┌──
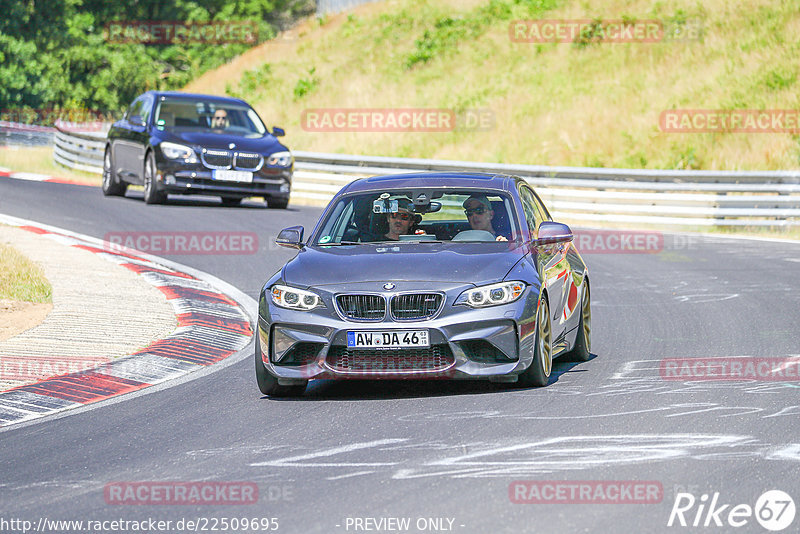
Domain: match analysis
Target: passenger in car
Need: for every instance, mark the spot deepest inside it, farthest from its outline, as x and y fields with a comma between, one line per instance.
x=479, y=213
x=220, y=120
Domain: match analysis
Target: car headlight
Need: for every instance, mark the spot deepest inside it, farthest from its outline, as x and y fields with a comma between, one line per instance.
x=491, y=295
x=280, y=159
x=295, y=299
x=176, y=151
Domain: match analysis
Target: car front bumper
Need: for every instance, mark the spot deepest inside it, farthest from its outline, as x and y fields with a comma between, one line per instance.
x=198, y=180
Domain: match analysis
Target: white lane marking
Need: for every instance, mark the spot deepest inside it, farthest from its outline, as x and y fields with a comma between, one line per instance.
x=572, y=453
x=789, y=452
x=298, y=461
x=709, y=297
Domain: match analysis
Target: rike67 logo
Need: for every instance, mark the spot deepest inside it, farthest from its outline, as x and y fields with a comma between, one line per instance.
x=774, y=510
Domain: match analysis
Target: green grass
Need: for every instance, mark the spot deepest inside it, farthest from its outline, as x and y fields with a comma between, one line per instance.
x=21, y=279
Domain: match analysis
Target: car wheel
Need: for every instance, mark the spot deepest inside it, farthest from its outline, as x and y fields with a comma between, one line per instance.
x=538, y=374
x=277, y=203
x=583, y=339
x=268, y=384
x=111, y=184
x=231, y=201
x=151, y=193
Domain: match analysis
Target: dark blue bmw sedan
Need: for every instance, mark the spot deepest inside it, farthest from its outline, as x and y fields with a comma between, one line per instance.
x=457, y=276
x=183, y=143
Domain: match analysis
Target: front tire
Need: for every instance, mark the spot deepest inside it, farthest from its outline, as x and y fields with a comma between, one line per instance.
x=111, y=184
x=583, y=339
x=268, y=384
x=538, y=374
x=151, y=193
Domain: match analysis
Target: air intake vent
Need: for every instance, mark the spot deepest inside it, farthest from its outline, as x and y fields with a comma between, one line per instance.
x=362, y=307
x=416, y=306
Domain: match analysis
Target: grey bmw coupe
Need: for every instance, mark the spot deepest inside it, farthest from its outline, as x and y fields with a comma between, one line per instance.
x=429, y=275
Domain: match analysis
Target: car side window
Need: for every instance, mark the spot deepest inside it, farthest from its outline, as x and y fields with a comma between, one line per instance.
x=540, y=208
x=147, y=106
x=532, y=214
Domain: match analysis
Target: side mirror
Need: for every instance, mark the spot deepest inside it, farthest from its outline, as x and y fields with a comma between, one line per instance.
x=291, y=237
x=553, y=232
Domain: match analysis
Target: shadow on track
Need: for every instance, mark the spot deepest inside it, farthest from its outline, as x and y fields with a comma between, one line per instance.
x=349, y=390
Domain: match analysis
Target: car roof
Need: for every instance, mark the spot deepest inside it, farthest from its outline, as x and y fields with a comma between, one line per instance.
x=421, y=180
x=212, y=98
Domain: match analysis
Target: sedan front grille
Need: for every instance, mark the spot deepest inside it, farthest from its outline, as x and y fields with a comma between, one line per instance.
x=246, y=161
x=416, y=306
x=429, y=359
x=362, y=307
x=216, y=159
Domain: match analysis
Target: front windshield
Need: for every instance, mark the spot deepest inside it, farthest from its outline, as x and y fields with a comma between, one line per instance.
x=209, y=116
x=392, y=215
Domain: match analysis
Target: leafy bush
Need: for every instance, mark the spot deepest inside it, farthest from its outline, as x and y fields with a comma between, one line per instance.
x=53, y=54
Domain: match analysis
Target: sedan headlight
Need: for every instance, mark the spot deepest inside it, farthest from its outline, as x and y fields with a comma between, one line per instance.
x=295, y=299
x=491, y=295
x=176, y=151
x=280, y=159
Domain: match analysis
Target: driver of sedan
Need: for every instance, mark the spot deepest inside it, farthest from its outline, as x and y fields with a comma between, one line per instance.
x=400, y=223
x=220, y=120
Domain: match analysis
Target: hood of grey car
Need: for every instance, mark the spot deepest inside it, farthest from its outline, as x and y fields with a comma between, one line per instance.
x=472, y=263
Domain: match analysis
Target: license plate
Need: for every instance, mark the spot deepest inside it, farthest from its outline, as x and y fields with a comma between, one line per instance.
x=387, y=339
x=232, y=176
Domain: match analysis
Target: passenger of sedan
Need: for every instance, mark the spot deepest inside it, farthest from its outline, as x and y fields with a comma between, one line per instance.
x=220, y=120
x=401, y=222
x=480, y=214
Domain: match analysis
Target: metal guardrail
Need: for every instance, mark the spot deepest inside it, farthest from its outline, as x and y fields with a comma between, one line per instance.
x=664, y=197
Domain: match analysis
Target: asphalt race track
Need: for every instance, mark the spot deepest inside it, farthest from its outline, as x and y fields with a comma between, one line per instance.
x=426, y=450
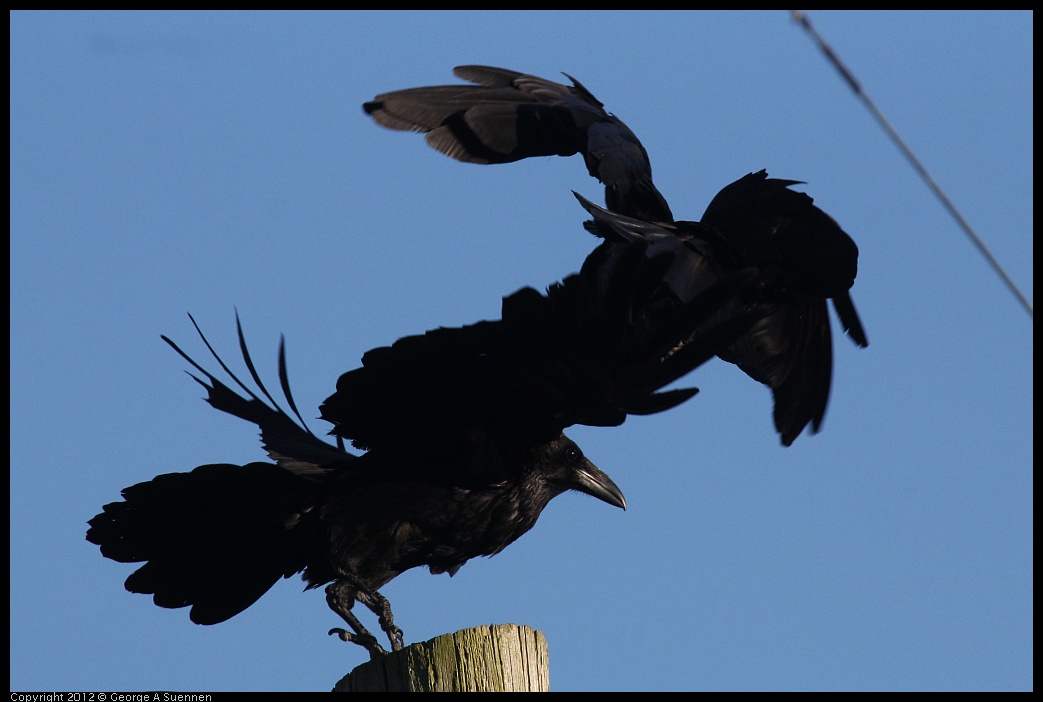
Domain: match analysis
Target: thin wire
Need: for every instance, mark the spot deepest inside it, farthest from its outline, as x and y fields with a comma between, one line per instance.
x=804, y=22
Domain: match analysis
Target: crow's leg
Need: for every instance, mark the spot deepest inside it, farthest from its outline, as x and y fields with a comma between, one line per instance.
x=341, y=597
x=379, y=605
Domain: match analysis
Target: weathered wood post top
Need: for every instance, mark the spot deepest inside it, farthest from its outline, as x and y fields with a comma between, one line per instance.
x=500, y=657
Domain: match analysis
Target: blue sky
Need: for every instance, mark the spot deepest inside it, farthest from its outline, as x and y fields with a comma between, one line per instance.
x=173, y=163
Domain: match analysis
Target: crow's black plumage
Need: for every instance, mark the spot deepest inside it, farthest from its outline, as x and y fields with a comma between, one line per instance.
x=804, y=258
x=464, y=448
x=755, y=221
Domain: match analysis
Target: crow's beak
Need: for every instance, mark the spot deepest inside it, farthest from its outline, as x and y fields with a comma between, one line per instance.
x=593, y=481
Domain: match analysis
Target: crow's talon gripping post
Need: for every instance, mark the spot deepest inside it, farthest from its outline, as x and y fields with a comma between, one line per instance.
x=367, y=640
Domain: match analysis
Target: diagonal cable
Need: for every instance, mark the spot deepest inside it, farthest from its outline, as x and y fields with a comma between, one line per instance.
x=801, y=18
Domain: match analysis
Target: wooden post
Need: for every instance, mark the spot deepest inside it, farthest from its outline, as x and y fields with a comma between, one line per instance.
x=501, y=657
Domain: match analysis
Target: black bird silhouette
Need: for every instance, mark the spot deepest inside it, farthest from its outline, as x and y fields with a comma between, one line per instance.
x=464, y=446
x=755, y=221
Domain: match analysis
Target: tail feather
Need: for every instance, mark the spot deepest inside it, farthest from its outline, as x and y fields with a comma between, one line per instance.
x=215, y=539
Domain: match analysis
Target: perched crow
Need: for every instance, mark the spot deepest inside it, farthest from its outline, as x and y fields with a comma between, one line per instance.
x=755, y=221
x=464, y=446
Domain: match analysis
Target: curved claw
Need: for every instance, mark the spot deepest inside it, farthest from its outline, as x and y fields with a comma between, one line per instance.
x=365, y=640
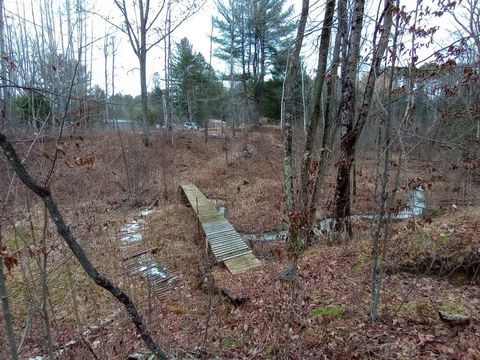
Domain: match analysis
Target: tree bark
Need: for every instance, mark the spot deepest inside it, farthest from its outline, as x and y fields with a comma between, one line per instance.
x=287, y=107
x=7, y=314
x=351, y=130
x=64, y=230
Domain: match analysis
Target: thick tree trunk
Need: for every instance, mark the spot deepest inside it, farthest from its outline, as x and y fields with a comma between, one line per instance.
x=351, y=130
x=64, y=230
x=287, y=109
x=347, y=116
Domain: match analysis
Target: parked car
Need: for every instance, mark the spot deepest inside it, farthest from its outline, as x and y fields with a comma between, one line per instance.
x=190, y=125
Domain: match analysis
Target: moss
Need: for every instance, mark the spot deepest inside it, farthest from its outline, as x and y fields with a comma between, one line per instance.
x=420, y=307
x=317, y=294
x=271, y=350
x=335, y=311
x=229, y=342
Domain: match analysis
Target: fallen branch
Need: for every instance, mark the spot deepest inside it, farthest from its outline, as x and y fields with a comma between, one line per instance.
x=64, y=231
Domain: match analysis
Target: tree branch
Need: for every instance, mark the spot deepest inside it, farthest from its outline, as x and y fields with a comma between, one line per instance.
x=64, y=230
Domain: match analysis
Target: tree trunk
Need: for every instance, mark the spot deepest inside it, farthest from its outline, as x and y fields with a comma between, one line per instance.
x=143, y=85
x=351, y=130
x=64, y=230
x=287, y=109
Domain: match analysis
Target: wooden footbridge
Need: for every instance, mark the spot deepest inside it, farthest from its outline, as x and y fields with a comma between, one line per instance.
x=225, y=243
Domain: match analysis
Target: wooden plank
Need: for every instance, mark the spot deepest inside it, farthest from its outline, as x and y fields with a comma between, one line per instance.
x=225, y=243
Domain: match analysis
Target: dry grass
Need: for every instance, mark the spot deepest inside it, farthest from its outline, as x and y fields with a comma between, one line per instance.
x=97, y=198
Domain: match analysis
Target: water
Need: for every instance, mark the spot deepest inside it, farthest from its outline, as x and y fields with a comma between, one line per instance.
x=152, y=270
x=416, y=205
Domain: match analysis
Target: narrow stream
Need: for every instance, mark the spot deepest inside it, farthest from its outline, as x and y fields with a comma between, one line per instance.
x=138, y=261
x=416, y=205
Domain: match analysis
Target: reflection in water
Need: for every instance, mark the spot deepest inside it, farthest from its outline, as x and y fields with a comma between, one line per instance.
x=416, y=204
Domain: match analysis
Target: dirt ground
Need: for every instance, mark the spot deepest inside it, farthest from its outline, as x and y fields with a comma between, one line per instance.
x=433, y=261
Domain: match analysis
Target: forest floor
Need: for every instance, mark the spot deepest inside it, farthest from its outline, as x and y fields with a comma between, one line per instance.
x=433, y=261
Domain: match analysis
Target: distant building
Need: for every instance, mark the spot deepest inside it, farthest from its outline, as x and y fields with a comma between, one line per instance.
x=124, y=124
x=216, y=124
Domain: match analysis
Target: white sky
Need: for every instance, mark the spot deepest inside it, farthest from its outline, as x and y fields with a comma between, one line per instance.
x=197, y=29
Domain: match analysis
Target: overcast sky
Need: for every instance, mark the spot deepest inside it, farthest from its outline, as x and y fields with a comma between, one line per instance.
x=197, y=29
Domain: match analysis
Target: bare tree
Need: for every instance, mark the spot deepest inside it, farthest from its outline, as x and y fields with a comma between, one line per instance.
x=352, y=123
x=7, y=315
x=140, y=19
x=64, y=230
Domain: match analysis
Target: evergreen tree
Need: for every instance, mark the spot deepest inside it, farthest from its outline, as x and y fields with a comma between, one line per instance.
x=251, y=35
x=195, y=89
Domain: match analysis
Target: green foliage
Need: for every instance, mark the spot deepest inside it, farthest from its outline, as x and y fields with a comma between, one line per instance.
x=253, y=38
x=446, y=239
x=196, y=91
x=329, y=311
x=271, y=100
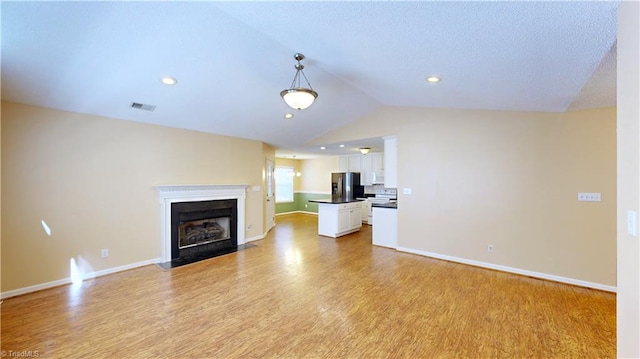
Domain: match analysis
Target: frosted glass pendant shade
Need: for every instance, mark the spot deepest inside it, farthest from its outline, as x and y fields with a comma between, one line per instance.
x=299, y=98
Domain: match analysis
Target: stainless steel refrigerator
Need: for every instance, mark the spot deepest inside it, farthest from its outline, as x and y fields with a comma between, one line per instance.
x=345, y=186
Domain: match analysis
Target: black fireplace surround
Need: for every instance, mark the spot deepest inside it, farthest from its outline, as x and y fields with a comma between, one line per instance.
x=203, y=215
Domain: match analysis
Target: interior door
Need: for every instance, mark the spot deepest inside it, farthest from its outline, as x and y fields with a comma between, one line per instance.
x=270, y=206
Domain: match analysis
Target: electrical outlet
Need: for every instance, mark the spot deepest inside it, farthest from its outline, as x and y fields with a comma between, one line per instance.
x=588, y=197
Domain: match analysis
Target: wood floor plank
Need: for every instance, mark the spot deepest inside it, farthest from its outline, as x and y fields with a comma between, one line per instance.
x=300, y=295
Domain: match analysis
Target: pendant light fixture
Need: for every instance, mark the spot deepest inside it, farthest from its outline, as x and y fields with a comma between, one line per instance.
x=299, y=97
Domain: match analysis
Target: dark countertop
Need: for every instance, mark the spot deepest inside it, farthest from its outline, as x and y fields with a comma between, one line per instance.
x=335, y=201
x=392, y=205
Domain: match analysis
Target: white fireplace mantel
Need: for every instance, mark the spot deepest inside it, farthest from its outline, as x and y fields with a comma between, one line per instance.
x=192, y=193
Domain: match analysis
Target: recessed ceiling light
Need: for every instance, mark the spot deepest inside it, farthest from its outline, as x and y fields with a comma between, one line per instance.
x=169, y=80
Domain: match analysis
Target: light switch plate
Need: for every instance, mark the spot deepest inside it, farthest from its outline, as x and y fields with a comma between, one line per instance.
x=632, y=223
x=589, y=197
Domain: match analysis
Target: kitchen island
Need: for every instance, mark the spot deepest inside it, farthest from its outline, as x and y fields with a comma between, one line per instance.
x=338, y=217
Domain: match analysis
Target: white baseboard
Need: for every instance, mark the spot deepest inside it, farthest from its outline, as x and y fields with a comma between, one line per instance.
x=502, y=268
x=256, y=238
x=65, y=281
x=294, y=212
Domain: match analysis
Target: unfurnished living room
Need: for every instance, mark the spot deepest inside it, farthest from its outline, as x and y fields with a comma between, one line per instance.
x=311, y=179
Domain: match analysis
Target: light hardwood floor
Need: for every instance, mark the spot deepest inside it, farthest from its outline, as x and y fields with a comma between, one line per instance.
x=298, y=295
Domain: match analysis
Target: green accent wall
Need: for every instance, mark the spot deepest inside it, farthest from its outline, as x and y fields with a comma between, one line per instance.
x=300, y=200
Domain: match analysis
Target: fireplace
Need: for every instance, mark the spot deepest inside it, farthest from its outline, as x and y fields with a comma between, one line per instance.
x=210, y=217
x=202, y=227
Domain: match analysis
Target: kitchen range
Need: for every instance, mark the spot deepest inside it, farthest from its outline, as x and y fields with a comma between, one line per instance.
x=382, y=197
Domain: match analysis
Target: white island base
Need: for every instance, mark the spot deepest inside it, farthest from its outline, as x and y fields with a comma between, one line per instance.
x=338, y=219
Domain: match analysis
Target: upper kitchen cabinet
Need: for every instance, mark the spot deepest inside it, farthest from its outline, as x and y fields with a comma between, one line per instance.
x=343, y=164
x=355, y=164
x=391, y=162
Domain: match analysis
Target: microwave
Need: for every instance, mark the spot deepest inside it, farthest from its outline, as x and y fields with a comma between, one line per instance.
x=377, y=177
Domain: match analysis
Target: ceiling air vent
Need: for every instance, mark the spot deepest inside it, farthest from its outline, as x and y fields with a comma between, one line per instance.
x=142, y=106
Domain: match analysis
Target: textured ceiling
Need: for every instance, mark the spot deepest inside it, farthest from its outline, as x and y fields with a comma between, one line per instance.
x=232, y=59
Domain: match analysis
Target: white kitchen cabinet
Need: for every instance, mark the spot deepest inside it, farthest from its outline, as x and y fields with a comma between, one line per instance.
x=377, y=162
x=391, y=162
x=343, y=164
x=365, y=170
x=385, y=227
x=366, y=212
x=355, y=163
x=335, y=220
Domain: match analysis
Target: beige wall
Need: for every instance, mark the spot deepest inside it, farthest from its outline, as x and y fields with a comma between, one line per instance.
x=316, y=174
x=91, y=180
x=296, y=165
x=509, y=179
x=628, y=299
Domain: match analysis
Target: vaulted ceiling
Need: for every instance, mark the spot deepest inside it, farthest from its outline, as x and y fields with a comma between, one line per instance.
x=232, y=59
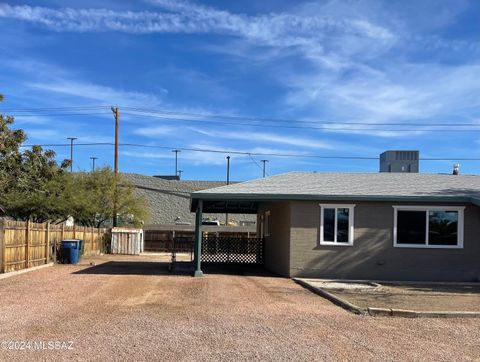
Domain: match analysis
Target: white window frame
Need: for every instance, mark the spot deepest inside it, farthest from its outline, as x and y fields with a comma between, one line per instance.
x=268, y=216
x=350, y=208
x=427, y=209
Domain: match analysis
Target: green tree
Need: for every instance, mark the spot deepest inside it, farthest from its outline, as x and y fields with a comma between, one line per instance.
x=93, y=198
x=33, y=186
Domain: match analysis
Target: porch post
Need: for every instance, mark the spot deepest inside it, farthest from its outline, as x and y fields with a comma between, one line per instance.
x=198, y=240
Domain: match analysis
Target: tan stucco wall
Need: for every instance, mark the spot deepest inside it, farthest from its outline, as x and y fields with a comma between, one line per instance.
x=277, y=245
x=372, y=255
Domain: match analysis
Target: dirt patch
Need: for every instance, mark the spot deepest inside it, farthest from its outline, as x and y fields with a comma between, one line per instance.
x=453, y=297
x=160, y=316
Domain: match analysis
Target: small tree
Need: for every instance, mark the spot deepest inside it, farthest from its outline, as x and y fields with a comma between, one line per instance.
x=34, y=187
x=93, y=199
x=30, y=180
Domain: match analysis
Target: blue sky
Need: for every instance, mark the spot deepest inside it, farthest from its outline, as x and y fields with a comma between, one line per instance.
x=308, y=62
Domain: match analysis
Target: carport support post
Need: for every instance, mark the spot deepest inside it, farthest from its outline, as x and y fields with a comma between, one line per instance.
x=198, y=240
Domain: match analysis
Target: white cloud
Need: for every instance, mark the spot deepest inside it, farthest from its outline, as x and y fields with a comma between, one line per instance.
x=155, y=131
x=186, y=17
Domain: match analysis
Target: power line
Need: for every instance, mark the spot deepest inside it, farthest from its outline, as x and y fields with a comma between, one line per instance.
x=259, y=119
x=323, y=128
x=247, y=153
x=217, y=118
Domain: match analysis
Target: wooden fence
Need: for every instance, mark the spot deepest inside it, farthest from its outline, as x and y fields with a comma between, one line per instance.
x=26, y=244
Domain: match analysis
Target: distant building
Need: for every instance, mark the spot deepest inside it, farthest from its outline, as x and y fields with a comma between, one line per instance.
x=400, y=161
x=168, y=200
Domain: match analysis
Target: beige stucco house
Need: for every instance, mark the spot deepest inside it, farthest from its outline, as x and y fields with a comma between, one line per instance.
x=381, y=226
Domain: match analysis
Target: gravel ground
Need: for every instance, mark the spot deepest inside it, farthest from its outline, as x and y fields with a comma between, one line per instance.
x=130, y=309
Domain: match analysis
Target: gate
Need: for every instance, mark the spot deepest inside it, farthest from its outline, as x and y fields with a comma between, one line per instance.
x=227, y=250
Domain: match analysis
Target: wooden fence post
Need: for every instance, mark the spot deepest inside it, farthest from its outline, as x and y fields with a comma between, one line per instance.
x=2, y=246
x=47, y=242
x=27, y=245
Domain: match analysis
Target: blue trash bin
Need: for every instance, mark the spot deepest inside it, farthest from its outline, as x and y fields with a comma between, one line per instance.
x=70, y=251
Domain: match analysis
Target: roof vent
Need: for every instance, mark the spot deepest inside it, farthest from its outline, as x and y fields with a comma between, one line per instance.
x=400, y=161
x=456, y=169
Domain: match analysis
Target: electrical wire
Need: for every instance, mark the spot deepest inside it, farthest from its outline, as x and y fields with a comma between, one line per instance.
x=247, y=153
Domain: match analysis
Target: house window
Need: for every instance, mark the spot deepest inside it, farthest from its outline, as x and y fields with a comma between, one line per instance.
x=336, y=225
x=267, y=223
x=428, y=226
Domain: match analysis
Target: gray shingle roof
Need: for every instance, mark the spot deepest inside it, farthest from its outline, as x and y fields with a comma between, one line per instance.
x=168, y=199
x=351, y=185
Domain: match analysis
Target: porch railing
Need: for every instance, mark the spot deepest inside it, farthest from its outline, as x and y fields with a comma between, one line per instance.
x=229, y=250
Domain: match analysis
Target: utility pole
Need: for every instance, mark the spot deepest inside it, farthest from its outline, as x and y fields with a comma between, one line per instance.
x=116, y=113
x=176, y=161
x=93, y=162
x=71, y=151
x=228, y=182
x=264, y=162
x=228, y=170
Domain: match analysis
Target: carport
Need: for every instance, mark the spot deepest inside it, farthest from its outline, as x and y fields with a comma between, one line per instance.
x=223, y=250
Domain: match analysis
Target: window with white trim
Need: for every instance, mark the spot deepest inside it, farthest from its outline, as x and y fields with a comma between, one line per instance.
x=336, y=224
x=428, y=226
x=267, y=223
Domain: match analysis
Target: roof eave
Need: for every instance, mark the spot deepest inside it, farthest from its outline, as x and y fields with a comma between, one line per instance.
x=305, y=197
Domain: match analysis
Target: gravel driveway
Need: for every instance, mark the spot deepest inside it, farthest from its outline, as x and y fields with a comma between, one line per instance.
x=133, y=310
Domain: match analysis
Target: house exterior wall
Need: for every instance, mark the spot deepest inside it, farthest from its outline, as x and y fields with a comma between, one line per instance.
x=277, y=244
x=373, y=255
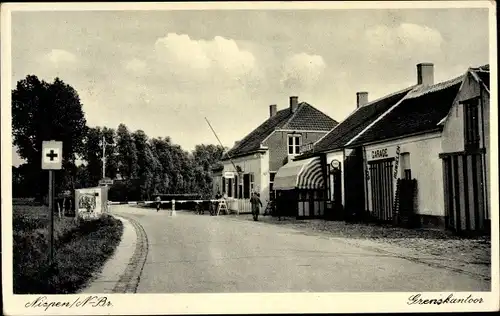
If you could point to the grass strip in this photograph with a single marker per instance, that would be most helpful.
(81, 249)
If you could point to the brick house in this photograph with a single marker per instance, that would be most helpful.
(401, 153)
(344, 166)
(465, 155)
(253, 162)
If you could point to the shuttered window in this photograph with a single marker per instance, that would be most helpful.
(471, 119)
(246, 186)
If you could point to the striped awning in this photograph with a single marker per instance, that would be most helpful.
(301, 174)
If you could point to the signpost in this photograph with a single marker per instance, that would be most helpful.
(51, 160)
(105, 182)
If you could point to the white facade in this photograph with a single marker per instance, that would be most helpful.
(331, 156)
(256, 164)
(421, 155)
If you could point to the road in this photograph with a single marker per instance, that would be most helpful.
(190, 253)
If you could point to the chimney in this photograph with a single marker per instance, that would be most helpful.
(425, 74)
(361, 98)
(272, 110)
(294, 103)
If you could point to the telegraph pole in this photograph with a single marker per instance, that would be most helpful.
(103, 157)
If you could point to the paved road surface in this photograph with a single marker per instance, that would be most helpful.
(203, 254)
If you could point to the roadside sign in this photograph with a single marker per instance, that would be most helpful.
(104, 182)
(51, 155)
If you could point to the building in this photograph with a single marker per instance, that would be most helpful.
(433, 146)
(252, 163)
(418, 156)
(465, 146)
(344, 167)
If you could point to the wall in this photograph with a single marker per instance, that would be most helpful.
(258, 164)
(486, 113)
(453, 133)
(278, 146)
(426, 168)
(336, 155)
(91, 203)
(216, 183)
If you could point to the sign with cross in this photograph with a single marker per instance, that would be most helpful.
(51, 155)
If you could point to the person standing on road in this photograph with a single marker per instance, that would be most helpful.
(256, 204)
(158, 203)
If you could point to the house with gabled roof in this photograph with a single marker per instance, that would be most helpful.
(401, 150)
(426, 158)
(344, 167)
(419, 156)
(254, 160)
(465, 155)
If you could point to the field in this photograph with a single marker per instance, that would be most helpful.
(81, 249)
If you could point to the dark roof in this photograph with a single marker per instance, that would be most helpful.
(306, 117)
(420, 111)
(357, 122)
(483, 73)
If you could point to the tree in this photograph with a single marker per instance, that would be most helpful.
(126, 153)
(47, 111)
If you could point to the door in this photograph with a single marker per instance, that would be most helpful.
(381, 176)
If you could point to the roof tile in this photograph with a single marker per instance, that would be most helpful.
(420, 111)
(357, 122)
(306, 117)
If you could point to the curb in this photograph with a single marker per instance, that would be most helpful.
(113, 268)
(430, 260)
(129, 280)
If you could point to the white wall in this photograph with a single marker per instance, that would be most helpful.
(336, 155)
(426, 168)
(453, 139)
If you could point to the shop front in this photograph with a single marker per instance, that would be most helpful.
(300, 189)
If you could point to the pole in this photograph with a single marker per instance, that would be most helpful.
(51, 214)
(103, 157)
(221, 144)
└──
* [PROBLEM]: Look above for the line that contains "Target: front tire". Starting there, transcribe every line exactly until you have copied the line that contains "Target: air intake vent".

* [TASK SOLUTION]:
Target: front tire
Need: for every instance, mark the spot deepest inside it, farthest from its outline, as x and y fields with a comma between, one line per instance.
x=111, y=184
x=583, y=339
x=268, y=384
x=538, y=374
x=151, y=193
Domain: match analysis
Target: air intake vent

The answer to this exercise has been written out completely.